### What is required
Only the line containing "Target: firework burst" and those after it, up to the end of the records below, are to be set down, exactly as written.

### Provided records
= = = =

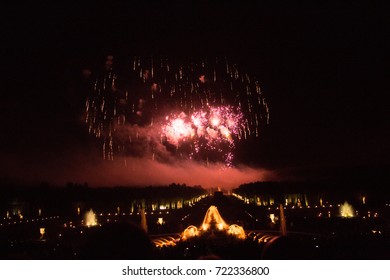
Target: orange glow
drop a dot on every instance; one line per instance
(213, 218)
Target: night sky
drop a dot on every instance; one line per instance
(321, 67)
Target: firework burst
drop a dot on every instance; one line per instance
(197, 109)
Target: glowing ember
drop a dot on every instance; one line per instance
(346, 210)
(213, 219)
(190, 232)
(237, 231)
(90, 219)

= = = =

### Result of the task
Target: firework burst
drop a dot on every instance; one line per instance
(197, 109)
Target: glowing ember
drop a dot on every instance; one line per instance
(346, 210)
(213, 219)
(190, 232)
(237, 231)
(90, 219)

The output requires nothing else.